*PROBLEM REQUIREMENTS*
Count the lines in the records below that contain the string "grass". Reply with the number alone.

*LISTING*
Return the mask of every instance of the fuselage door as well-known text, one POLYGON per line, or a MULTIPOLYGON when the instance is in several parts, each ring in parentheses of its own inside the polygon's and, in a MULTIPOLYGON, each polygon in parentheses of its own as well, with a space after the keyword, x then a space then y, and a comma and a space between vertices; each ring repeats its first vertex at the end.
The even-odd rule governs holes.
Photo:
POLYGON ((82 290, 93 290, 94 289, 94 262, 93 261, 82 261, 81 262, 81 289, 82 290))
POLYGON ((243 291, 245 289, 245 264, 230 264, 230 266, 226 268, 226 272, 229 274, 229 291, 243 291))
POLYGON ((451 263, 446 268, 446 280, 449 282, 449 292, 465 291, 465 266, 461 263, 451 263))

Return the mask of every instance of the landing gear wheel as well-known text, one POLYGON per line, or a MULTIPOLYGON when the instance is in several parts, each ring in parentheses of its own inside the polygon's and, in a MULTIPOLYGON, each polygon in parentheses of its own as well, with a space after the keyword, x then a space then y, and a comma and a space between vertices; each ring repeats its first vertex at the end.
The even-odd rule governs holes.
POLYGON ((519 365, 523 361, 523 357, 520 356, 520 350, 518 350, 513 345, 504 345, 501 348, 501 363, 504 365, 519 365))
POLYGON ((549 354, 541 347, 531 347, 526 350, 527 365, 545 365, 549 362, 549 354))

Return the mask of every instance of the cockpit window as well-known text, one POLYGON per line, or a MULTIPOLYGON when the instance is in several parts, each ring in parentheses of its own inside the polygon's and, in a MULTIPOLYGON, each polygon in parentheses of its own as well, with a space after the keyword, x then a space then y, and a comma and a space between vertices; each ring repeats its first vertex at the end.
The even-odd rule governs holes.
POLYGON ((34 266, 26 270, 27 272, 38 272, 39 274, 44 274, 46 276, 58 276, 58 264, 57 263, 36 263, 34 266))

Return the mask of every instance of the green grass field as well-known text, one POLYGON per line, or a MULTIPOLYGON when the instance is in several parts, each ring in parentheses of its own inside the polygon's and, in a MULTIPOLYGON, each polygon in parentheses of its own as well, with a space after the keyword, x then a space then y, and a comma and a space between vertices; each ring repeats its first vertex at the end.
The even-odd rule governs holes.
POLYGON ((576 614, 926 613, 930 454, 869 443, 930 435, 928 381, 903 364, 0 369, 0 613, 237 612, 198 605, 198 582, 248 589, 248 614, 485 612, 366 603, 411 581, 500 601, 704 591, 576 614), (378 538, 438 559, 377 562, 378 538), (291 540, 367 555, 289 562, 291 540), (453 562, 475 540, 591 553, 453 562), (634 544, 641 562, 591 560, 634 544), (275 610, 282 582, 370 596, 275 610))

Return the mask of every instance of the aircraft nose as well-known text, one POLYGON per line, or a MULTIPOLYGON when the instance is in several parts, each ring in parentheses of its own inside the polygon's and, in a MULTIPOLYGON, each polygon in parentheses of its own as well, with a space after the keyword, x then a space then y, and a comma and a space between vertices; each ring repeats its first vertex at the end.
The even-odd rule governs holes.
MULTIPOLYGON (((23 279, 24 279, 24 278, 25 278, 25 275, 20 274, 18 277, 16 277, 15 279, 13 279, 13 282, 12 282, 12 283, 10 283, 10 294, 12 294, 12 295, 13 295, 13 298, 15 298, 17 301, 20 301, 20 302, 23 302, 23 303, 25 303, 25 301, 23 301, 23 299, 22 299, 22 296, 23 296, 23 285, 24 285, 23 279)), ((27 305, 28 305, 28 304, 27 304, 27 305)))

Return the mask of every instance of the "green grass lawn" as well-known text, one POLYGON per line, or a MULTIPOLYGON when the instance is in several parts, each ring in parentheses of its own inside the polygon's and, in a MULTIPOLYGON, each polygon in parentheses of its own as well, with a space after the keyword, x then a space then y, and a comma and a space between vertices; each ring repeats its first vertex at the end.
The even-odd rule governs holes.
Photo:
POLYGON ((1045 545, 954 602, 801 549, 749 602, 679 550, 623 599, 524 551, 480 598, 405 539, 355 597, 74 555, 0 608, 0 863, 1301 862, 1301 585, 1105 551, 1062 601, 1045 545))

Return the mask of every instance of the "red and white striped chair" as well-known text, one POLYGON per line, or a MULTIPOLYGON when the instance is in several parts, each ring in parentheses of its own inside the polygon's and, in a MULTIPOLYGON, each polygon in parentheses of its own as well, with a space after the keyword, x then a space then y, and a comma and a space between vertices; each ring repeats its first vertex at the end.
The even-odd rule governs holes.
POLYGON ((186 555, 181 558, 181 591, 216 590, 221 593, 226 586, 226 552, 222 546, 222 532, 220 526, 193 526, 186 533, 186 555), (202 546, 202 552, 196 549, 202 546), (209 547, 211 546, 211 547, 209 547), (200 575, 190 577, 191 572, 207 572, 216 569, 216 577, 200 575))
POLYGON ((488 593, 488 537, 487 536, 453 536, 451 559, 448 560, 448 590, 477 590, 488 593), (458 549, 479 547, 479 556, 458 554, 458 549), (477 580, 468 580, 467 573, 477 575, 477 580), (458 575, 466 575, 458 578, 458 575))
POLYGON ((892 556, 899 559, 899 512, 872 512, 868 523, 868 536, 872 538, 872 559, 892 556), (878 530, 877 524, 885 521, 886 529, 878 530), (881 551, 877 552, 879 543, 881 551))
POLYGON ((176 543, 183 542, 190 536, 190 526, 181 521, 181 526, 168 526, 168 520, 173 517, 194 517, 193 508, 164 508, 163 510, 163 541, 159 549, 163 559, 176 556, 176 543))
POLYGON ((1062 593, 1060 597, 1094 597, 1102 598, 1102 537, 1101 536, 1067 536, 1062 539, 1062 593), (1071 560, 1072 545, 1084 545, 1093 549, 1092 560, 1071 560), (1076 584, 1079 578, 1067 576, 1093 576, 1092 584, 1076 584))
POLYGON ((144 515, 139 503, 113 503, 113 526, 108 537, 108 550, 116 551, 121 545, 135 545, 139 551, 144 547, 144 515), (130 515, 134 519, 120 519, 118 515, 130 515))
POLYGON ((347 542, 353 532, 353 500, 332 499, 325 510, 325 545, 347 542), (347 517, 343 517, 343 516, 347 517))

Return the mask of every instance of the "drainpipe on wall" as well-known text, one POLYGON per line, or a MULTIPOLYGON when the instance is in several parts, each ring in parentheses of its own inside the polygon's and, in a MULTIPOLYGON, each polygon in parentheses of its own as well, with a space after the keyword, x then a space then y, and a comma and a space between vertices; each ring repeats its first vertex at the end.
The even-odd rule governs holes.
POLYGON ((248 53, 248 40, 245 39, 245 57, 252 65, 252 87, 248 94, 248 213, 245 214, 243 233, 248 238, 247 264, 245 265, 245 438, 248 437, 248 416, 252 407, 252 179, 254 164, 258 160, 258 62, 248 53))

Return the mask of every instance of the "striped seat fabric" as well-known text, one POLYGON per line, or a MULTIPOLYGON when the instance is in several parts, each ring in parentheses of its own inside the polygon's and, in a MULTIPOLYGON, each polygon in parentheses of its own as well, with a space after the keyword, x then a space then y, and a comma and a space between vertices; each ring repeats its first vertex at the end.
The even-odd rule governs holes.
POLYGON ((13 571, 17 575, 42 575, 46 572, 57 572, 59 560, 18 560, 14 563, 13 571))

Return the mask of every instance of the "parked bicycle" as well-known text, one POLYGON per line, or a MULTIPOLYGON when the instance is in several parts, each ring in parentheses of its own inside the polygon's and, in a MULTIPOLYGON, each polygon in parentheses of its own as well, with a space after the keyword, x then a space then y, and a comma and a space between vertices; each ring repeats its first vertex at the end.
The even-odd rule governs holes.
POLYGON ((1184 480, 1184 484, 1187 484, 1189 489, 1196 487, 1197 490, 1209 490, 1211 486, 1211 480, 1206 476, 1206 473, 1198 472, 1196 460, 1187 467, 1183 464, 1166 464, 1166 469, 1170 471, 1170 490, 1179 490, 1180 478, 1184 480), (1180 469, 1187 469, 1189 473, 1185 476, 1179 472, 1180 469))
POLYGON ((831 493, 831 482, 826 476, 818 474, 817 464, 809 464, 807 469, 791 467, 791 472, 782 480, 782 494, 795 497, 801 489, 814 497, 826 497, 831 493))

*ANSWER IN FULL*
2